The task
Transcribe each record below word for word.

Data records

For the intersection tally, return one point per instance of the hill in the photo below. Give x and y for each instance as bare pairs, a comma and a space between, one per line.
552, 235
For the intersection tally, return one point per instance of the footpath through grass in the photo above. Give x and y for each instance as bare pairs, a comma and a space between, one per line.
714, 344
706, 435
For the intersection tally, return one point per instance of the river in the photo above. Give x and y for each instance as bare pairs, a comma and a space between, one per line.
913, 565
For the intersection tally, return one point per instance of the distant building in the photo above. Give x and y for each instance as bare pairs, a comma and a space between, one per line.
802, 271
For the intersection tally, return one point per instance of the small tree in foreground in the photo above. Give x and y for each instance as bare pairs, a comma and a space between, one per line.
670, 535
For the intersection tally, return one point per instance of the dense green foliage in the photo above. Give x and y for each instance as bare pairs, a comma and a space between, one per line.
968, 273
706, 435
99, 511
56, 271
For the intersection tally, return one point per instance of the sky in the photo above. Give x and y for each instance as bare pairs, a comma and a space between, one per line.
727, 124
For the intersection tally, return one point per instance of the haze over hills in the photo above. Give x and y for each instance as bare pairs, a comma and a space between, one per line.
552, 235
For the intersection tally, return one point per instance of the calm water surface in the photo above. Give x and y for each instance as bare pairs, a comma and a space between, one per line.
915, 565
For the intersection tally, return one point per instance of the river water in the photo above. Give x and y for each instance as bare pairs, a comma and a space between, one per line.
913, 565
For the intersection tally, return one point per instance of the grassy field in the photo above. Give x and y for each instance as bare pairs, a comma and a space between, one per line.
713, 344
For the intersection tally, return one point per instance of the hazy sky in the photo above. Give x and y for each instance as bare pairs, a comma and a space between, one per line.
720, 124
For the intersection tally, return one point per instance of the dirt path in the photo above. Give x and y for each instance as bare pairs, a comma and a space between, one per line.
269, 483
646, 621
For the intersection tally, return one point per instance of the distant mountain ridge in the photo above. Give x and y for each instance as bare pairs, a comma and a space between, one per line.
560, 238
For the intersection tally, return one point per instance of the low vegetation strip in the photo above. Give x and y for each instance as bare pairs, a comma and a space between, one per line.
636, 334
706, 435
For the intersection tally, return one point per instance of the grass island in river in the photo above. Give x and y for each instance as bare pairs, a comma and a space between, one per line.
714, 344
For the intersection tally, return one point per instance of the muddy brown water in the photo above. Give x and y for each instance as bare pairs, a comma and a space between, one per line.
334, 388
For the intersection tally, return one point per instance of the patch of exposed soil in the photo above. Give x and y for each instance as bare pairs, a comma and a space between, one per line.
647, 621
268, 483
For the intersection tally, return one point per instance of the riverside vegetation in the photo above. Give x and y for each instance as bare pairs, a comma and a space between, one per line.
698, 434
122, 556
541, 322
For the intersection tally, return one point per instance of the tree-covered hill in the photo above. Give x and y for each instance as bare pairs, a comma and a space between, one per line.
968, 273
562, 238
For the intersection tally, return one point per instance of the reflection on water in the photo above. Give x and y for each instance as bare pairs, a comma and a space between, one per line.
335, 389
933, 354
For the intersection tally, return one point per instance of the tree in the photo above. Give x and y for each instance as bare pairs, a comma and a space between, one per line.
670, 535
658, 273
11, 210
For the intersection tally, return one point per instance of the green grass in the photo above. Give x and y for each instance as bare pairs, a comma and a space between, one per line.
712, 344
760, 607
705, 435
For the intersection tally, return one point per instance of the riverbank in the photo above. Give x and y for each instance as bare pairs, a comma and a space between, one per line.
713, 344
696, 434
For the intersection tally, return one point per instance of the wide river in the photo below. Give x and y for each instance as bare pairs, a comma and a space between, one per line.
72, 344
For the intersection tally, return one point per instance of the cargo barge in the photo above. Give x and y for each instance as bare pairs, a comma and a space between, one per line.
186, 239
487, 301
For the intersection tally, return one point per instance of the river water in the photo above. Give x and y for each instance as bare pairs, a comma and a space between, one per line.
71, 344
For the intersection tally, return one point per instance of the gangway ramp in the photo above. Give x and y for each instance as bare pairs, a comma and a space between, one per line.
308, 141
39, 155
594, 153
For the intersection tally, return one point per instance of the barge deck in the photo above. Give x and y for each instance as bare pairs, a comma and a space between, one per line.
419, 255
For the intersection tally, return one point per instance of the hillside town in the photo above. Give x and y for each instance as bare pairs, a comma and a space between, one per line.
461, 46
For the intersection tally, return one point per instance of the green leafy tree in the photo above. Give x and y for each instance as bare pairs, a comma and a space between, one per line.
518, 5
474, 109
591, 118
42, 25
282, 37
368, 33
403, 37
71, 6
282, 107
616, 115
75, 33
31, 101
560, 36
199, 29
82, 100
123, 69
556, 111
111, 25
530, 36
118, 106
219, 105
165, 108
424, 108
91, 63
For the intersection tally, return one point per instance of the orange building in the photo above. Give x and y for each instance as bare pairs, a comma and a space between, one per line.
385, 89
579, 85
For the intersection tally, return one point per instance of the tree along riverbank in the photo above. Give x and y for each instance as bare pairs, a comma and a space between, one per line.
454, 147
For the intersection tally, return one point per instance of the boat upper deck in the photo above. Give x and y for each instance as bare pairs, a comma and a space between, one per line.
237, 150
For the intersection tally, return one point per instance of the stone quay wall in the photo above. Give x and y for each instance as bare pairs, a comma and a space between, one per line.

Solution to this problem
For the intersection tally, return one point per instance of the hill in the photo below. Give x and y for each instance as bare pairs, a comma and a space between, one per line.
552, 235
For the intersection tally, return one point per instance of the footpath through grass in the photo above. Give x and y for each instance as bare pairs, a comma and a space between, one per line.
714, 344
706, 435
For the intersection tally, return one point per instance of the river in the photo above. Give x and y for each instance as bare pairs, a comma and a space between, one per line.
913, 565
For the intersection tally, return one point per instance of the distant building in the photo above. Give x and y for each instance as bare pairs, a comma and a space between, one per line.
802, 271
For the intersection tally, return one point per instance of the small tree in foreground in the photo above. Give x and y for each instance as bare pairs, a comma and a space between, one per line.
670, 535
For the intersection tally, return one point per instance of the dense green foliage in the photo above. Give x and y for each instance as bare pairs, a comma and a space between, one per line.
968, 273
706, 435
99, 511
56, 271
For the intersection tally, return one point per instance of the sky in the photo above. Give x and y for each instance as bare pairs, a comma and a space between, one per line.
727, 124
For the intersection tally, return one point per instance of the haze over hills in the photo above. Give x and y for each instance as bare pairs, a comma and a space between, one per line.
552, 235
For the intersection tally, return one point per instance of the calm water surface in the photo above. Give x and y for each instance as bare pairs, a comma and a space between, one per line.
915, 565
For the intersection tally, return one point per instance of the river water in the photo above. Give x and y for each instance as bare pairs, a comma and a space between, one per line.
913, 565
For the intersection tally, return one point per instance of the grassy field in the photo above. Give x and y for each instance as bare pairs, a comma and a space between, one per line.
713, 344
For the intersection tally, return one point per instance of the hazy sky in the photo above. Give x and y for each instance as bare pairs, a comma and a space between, one per line.
720, 124
For the intersection tally, return one point per instance of the dirt path in the photo above. Give x and y for each instance as bare pairs, a comma and a space between, one per line.
269, 483
646, 621
For the intersection tally, return one point per instance of the distant mountain ridge in the photo above. Give x and y for each instance as bare pairs, a comma and a space between, one per line.
560, 238
For the intersection tally, return one point per instance of the low vegetation strip in the photo above. Give x and y for each instance as bare pairs, a comma and a space between, one per line.
636, 334
706, 435
For the intersection tally, return one point per instance of the grass island in river in the photo above. Give x and y for each instance as bare pairs, a comma and a space between, one per line.
714, 344
For the intersection tally, return one point per instance of the muddy brown water in the photo above. Give x and y for each instance as bare pairs, a comma and a space between, one per line.
334, 388
For the intersection tally, return one point per instance of the patch of exposed soil in the photo above. Give x and y for each instance as bare pairs, a comma and a space between, one per line.
647, 621
268, 483
For the intersection tally, return one point per instance of the riverside vegetation in the photo above. Give x and y for each instance as bare pairs, a comma and a space between, one per line.
698, 434
122, 556
541, 322
For the intersection tally, return one point per instance of the tree-covered hill in the photo above. Give x and y for each instance as bare pairs, a comma and a space between, one per line.
968, 273
562, 238
For the intersection tally, return one point per instance of the reflection on water in the photo above. Give x and y for each instance as bare pairs, a comma and a space between, one per line.
335, 389
933, 354
For the intersection tally, return one point per instance of the tree in the photo above. Give x and y for each instance as bare pairs, a comma and a space between, one per line.
670, 535
658, 273
11, 210
For the intersection tally, return one point per instance of the green grass in the photo above. Give x and y for each instance as bare pairs, a comma and a space between, one per line.
712, 344
760, 607
705, 435
For the intersection tally, return one point per instance of the riverbank in the photo above. Give x and y for each instance as bare pairs, a comma and a space between, one per line.
713, 344
696, 434
For the intersection tally, return one point per instance of the wide river in the photo below. Give x and y for each instance as bare pairs, a comma and a space between, one per line.
72, 344
For the intersection tally, return one point per instance of the cargo barge in the photo above. Give x and y for each instance as bare pairs, a comma and a space between, one per line.
186, 239
487, 301
For the intersection tally, return one point per instance of the river water in the photo above. Give x and y for each instance as bare pairs, a comma and a space between, one per line.
71, 344
For the intersection tally, return one point per instance of the gangway ramp in the photo above. Give x and y for each instance as bare pairs, a comma and a space between, one per line.
308, 141
39, 155
594, 153
For the intersection tally, return one point per instance of the barge deck in the photo above. Give x and y for each instance as bare pairs, a comma and a space between, one per line.
419, 255
For the intersection tally, return one point per instance of the hillside town in the photo above. Give x and y for each instance as bare pairs, a comma and a space between, one per line.
461, 46
For the intersection tally, return one point per instance of the green leafy tree in the photo above. Give x and y for each instance as bare pairs, a comma and a space between, one per line.
518, 5
474, 109
591, 118
42, 25
282, 37
368, 33
403, 37
71, 6
282, 107
616, 115
75, 33
31, 101
560, 36
199, 29
82, 100
123, 69
556, 111
111, 25
530, 36
118, 106
219, 105
165, 108
424, 108
91, 63
For the intersection tally, return one point per instance of the orange building in the photo above. Give x and y for each instance as bare pairs, a comma and a space between, one per line.
385, 89
579, 85
For the intersection tally, return one point per instance of the tree along riverbank in the photo above. Give x and y for each instance as bare pairs, a comma and a space between, one per line.
454, 147
For the intersection tally, return one point per instance of the boat upper deck in the photo above. Give x and y for each instance as bare pairs, a comma and a space between, one per line.
237, 150
For the intersection tally, return one point per instance of the stone quay wall in the photo above. Give x and y for each instance as bare pairs, a comma and a space between, one per line.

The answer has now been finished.